======== FRAGMENTO ========

KIRGUISTAN. DE BISHKEK A OSH. CASI ME MATO BABY
Nelo | January 5, 2017En Kirguistán la carretera que une Bishkek con Osh atraviesa una de las zonas de montañas más impresionantes del planeta, las Montañas Celestiales o Tian Shan.
La mítica M-41, la carretera que a partir de Osh se le llama la carretera del Pamir, única vía para atravesar estas montañosas regiones durante miles de años, y que desde Kirguistán, cruza Tayikistán, Uzbekistán, y Afganistán.
De Osh a Bishkek son 619 enroscados y vertiginosos kilómetros que nosotros tardamos más de 14 horas en recorrer en taxi compartido.
Sirvan los números para dar cuenta de la verdadera idiosincrasia de estas regiones, las 14 horas de coche se transforman en 35 minutos de avión, pudimos comprobarlo en nuestra vuelta.
Si alguien tiene dudas, frente a los bajos precios del avión, en realizar este viaje de Bishkek hasta Osh por carretera que podría calificarse de ciertamente incómodo, desde aquí, le animo fervientemente a hacerlo. Pasará por unos de los más impresionantes paisajes que haya podido ver en su vida. Si alguien no quiere ser masoca por partida doble, recomiendo hacer la vuelta en avión.

========

• [LISTA DE TAREAS]
**a)** Indica si cada afirmación concuerda con el fragmento y cita las palabras que lo deciden: (i) El trayecto por carretera de Osh a Bishkek tiene 619 kilómetros. (ii) El viaje en taxi compartido duró menos de diez horas. (iii) Se recomienda hacer la vuelta en avión.
**b)** Reescribe los registros desde la línea que contiene «twig, that would help a great deal.» hasta el final de los registros, ambos extremos incluidos. Sustituye «even-odd rule» por «nonzero rule» y deja todo lo demás igual.

======== EXTRACTOS DE REGISTROS ========

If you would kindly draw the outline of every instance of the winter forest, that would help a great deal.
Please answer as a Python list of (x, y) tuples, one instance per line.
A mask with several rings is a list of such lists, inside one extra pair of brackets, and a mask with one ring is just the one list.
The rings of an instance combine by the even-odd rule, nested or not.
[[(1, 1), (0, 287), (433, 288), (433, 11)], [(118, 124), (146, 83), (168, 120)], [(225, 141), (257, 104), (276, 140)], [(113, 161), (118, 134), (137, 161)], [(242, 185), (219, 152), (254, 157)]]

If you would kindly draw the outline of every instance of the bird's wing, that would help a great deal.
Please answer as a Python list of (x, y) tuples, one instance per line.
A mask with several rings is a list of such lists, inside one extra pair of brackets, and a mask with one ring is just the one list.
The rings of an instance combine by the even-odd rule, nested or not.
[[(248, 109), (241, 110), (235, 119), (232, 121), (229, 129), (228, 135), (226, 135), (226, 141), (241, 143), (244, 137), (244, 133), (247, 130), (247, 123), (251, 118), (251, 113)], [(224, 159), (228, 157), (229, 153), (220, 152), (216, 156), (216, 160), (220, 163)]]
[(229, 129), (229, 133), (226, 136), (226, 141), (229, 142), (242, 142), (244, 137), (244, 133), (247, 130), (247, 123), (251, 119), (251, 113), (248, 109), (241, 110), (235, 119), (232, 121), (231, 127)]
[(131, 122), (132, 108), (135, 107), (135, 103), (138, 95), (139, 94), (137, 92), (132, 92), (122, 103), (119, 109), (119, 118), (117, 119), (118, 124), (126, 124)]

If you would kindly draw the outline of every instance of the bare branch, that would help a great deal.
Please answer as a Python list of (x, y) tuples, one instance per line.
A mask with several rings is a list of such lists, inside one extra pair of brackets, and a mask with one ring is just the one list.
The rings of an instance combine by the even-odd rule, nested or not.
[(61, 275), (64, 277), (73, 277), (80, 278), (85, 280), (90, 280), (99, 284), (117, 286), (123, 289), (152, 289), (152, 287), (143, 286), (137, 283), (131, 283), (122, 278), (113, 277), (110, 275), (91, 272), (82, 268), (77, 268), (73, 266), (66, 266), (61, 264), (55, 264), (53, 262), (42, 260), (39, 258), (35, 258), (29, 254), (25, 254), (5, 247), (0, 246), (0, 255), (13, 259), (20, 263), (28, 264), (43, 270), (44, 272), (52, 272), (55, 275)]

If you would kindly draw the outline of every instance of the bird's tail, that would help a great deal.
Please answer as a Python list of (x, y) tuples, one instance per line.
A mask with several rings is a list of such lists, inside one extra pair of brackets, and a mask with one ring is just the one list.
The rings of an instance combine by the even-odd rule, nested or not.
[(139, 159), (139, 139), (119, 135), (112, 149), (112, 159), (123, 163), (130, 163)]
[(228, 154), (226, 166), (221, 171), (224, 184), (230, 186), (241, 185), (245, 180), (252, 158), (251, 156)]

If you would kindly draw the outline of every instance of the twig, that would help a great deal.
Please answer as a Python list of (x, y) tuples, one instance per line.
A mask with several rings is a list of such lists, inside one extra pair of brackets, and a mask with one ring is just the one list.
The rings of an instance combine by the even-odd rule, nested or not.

========

• [RESULTADOS DEL EJERCICIO]
**a)**
(i) Sí: «De Osh a Bishkek son 619 enroscados y vertiginosos kilómetros».
(ii) No: «nosotros tardamos más de 14 horas en recorrer en taxi compartido».
(iii) Sí: «recomiendo hacer la vuelta en avión».

**b)**
If you would kindly draw the outline of every instance of the twig, that would help a great deal.
Please answer as a Python list of (x, y) tuples, one instance per line.
A mask with several rings is a list of such lists, inside one extra pair of brackets, and a mask with one ring is just the one list.
The rings of an instance combine by the nonzero rule, nested or not.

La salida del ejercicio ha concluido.